Start Raw data

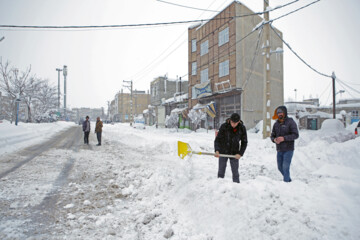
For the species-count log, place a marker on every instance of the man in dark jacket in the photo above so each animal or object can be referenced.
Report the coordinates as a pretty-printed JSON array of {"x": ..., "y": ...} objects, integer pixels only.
[
  {"x": 284, "y": 133},
  {"x": 227, "y": 141},
  {"x": 98, "y": 130},
  {"x": 86, "y": 129}
]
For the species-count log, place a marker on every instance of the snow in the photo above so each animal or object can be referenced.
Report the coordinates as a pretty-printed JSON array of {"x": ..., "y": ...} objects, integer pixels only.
[
  {"x": 332, "y": 130},
  {"x": 13, "y": 137},
  {"x": 136, "y": 187}
]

End Raw data

● **Prompt**
Recast all of the entries above as a Markdown table with the columns Row and Content. Put one line in each numbered row, skip blank lines, and leave the pictures out.

● **Written response**
| Row | Content |
|---|---|
| 1 | For the species-count log, place a marker on every instance of the man in dark jacket in the photo above so each animal or object can be referenced. |
| 2 | Report the coordinates as a pretty-printed JSON array of {"x": ..., "y": ...} objects, integer pixels only. |
| 3 | [ |
| 4 |   {"x": 284, "y": 133}, |
| 5 |   {"x": 227, "y": 141}, |
| 6 |   {"x": 98, "y": 130}, |
| 7 |   {"x": 86, "y": 129} |
| 8 | ] |
| 9 | For the species-count log, place a marker on every instance of the snow in the photo above so each animal or object can be referenced. |
| 10 | Report the coordinates as a pretty-printed JSON array of {"x": ..., "y": ...} objects, integer pixels only. |
| 11 | [ |
| 12 |   {"x": 332, "y": 130}, |
| 13 |   {"x": 13, "y": 137}, |
| 14 |   {"x": 136, "y": 187} |
| 15 | ] |